Pointing and labeling entries
begin
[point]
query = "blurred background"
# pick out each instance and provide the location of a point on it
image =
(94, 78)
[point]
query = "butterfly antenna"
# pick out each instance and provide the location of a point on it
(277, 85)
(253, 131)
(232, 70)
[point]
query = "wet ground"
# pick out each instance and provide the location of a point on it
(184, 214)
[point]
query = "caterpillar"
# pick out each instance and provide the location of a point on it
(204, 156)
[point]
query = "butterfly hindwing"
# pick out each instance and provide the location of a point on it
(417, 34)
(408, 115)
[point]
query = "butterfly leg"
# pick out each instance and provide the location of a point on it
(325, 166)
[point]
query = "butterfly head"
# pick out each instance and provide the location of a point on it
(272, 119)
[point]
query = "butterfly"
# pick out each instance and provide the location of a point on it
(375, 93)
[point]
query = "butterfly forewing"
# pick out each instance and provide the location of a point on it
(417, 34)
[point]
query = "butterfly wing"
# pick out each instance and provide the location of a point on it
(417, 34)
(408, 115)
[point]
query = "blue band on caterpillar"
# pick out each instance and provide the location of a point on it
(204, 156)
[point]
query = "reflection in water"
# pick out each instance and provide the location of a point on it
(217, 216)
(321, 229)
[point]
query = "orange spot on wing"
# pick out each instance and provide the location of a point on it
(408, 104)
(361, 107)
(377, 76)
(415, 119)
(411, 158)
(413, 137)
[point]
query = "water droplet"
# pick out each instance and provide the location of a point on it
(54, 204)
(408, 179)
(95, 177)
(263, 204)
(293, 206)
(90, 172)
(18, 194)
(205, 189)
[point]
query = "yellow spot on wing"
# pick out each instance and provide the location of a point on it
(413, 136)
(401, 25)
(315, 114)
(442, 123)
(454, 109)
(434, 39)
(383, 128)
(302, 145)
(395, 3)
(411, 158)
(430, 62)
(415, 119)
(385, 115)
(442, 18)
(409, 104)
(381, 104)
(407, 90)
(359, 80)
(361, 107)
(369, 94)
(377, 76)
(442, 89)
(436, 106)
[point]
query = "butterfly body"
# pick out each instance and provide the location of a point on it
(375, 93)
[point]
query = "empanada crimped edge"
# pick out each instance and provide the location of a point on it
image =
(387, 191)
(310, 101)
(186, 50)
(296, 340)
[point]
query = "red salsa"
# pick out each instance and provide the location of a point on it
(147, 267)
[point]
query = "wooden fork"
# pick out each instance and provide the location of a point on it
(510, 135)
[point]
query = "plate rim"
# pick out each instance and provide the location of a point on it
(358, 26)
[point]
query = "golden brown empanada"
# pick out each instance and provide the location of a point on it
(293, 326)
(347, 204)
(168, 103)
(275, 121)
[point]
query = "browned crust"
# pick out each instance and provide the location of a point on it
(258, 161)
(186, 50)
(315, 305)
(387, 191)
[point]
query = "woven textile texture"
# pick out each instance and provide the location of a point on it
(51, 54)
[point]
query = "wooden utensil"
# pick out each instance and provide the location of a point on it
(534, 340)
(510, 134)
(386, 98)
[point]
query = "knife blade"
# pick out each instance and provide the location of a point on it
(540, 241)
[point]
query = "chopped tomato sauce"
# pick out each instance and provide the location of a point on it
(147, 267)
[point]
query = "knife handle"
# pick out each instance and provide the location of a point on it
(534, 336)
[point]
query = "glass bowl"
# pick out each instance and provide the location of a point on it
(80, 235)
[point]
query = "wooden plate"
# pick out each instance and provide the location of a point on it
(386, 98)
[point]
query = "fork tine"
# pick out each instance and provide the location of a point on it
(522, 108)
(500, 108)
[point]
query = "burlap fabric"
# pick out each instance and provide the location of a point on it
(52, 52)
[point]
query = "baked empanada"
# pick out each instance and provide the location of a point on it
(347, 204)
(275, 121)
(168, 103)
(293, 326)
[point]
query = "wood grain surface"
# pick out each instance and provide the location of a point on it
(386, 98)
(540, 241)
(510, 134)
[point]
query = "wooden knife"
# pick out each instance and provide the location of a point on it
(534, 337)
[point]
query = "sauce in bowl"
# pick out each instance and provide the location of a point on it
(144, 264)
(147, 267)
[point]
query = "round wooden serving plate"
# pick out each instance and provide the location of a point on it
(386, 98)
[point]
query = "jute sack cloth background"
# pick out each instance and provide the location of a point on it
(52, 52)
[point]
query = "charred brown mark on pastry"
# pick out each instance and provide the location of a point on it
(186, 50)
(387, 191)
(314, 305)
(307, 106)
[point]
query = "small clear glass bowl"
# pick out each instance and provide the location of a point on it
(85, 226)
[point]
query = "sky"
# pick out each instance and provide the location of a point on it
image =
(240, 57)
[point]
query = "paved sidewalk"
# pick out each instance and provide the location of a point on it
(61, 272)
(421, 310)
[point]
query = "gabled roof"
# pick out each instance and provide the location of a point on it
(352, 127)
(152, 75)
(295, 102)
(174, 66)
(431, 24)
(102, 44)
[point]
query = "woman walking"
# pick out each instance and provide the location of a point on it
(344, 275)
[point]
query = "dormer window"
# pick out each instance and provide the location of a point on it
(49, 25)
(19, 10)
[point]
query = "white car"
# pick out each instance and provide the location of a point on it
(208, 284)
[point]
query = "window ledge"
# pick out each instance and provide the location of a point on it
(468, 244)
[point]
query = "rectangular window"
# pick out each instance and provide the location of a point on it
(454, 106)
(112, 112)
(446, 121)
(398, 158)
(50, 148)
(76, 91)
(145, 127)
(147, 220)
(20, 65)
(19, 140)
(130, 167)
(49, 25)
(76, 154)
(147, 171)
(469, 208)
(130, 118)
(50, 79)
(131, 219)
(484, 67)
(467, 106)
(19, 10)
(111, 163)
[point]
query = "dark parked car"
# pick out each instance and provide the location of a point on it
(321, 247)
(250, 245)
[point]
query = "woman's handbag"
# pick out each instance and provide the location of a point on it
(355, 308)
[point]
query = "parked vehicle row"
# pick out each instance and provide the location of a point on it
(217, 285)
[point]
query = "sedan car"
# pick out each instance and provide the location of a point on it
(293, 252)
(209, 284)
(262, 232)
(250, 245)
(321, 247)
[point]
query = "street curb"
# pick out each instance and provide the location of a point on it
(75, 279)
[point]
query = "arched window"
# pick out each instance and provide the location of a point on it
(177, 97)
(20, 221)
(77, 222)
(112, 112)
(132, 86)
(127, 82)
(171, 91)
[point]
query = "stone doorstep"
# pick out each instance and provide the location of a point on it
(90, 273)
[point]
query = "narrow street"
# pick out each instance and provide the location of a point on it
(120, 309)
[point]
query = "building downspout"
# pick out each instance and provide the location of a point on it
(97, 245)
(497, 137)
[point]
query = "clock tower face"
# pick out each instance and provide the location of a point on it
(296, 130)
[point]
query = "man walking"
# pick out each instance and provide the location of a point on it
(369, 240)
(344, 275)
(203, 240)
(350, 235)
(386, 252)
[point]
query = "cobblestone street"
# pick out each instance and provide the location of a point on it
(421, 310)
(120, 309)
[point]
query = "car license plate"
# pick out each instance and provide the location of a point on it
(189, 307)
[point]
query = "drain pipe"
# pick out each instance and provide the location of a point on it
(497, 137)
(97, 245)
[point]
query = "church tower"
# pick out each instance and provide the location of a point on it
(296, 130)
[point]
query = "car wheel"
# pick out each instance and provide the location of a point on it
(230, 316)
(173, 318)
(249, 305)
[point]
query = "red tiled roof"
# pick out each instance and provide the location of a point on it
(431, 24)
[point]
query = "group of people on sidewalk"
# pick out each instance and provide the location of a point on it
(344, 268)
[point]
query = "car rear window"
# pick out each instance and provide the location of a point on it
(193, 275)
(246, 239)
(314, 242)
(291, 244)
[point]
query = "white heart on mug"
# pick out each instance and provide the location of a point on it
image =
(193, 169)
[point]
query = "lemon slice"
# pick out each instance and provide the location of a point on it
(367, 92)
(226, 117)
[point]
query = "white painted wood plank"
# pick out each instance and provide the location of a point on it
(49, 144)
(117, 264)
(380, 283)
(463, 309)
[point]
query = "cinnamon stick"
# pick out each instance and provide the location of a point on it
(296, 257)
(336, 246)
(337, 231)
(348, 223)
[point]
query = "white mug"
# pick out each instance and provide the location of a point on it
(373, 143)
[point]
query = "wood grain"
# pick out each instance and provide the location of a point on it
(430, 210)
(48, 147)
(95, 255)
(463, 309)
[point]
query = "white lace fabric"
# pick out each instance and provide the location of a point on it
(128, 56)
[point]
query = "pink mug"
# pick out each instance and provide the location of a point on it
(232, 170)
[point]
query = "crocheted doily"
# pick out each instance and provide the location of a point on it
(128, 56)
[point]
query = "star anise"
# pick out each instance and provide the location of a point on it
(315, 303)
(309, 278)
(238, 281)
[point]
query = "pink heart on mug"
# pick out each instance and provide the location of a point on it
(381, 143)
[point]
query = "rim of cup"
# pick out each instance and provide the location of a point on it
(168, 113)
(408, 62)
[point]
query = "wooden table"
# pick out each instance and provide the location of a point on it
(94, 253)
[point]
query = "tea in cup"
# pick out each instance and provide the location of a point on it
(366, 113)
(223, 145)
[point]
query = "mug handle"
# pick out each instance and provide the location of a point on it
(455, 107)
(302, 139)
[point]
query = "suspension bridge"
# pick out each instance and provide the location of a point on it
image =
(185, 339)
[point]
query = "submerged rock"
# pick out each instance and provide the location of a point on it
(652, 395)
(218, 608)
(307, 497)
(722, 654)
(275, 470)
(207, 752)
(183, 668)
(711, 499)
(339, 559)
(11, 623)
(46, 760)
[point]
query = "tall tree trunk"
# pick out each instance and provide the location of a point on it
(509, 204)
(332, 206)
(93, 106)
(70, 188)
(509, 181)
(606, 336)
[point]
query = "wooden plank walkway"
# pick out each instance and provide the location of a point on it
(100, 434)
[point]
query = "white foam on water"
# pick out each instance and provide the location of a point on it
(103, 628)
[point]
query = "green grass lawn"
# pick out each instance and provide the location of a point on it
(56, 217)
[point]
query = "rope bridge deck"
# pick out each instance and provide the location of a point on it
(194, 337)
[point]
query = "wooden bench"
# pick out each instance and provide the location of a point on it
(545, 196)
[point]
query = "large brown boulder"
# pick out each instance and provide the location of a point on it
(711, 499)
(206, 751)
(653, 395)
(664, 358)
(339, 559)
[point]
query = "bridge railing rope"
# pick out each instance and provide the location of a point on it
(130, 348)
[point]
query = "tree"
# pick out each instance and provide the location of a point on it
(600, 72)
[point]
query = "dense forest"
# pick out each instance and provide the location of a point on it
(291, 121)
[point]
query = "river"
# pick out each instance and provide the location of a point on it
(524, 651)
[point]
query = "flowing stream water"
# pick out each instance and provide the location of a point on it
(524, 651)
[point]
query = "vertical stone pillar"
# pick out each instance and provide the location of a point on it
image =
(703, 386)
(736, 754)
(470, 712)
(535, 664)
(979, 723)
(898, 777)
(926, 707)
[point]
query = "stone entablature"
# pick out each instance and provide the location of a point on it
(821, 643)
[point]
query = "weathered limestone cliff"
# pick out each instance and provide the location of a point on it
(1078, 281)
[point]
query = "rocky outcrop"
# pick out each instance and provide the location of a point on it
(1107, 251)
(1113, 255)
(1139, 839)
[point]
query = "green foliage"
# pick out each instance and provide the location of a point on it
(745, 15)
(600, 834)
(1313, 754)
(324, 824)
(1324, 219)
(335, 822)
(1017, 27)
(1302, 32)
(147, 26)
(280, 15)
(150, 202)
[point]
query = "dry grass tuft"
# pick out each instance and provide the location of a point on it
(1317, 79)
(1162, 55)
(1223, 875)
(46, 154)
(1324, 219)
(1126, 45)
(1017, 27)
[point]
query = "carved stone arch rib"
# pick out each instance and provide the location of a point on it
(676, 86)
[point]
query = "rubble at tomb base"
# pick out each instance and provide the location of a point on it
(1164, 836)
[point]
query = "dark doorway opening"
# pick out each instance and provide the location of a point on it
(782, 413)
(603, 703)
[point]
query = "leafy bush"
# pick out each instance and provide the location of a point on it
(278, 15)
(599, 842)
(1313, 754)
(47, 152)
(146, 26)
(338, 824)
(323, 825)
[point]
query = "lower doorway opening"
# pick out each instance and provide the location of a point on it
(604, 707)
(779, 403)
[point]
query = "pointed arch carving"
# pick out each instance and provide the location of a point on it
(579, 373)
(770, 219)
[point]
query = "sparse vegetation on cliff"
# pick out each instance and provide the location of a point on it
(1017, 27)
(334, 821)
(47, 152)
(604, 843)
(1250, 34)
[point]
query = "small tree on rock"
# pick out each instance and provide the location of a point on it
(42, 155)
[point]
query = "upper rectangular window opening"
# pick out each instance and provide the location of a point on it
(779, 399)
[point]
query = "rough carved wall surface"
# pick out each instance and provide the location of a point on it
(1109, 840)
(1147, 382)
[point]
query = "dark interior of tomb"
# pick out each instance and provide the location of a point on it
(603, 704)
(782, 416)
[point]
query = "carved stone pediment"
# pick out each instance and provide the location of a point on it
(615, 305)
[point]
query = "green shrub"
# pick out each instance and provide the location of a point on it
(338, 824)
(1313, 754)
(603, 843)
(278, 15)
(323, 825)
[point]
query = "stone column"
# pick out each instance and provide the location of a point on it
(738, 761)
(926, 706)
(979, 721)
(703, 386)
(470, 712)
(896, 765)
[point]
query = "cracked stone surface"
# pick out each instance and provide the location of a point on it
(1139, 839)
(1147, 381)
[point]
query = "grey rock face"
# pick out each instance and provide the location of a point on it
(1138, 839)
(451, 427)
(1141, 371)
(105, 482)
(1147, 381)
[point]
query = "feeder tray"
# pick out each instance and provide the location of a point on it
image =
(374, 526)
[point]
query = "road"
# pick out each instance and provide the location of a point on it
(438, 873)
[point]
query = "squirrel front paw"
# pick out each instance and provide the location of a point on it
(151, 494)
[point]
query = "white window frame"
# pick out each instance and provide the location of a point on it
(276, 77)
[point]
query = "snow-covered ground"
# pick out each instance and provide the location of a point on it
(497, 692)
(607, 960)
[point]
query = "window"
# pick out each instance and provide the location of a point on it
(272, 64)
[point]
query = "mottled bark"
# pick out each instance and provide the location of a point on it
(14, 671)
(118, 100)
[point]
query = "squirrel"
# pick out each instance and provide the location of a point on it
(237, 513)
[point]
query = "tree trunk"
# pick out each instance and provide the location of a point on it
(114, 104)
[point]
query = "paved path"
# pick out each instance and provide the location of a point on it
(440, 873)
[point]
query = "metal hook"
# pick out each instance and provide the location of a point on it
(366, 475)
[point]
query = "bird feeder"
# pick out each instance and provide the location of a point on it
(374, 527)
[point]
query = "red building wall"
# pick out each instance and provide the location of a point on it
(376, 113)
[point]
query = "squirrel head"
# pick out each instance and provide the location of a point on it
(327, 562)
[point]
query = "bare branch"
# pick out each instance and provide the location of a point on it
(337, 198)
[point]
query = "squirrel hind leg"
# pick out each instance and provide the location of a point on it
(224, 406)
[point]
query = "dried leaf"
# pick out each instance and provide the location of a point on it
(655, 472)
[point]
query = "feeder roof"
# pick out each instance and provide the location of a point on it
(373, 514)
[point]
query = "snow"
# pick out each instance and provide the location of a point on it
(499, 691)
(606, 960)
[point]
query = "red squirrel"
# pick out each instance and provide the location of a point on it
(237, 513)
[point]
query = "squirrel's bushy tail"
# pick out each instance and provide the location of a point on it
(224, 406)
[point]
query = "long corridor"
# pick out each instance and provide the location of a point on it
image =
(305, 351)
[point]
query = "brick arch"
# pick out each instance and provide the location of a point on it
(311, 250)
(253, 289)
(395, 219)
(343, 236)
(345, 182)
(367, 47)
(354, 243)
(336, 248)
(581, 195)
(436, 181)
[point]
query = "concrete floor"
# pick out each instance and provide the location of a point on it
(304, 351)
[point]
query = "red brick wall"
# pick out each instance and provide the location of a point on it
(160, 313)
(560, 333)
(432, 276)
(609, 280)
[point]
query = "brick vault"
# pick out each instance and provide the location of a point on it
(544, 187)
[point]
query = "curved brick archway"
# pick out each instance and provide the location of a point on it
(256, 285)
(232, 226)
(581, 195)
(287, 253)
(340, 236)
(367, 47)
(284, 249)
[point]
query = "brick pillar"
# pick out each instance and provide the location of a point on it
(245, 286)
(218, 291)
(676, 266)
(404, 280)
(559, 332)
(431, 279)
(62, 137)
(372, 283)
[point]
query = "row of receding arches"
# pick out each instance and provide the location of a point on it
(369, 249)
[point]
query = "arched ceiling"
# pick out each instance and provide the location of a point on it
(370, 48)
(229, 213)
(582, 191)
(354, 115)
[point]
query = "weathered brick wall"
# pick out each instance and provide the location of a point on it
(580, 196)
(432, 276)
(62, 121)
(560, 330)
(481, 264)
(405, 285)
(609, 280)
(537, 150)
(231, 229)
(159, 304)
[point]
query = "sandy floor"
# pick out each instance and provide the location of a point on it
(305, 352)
end
● **TO BE DONE**
How many lines in the rows contain the string "green"? Treat uppercase and lowercase as different, and give only the number.

● **TASK SOLUTION**
3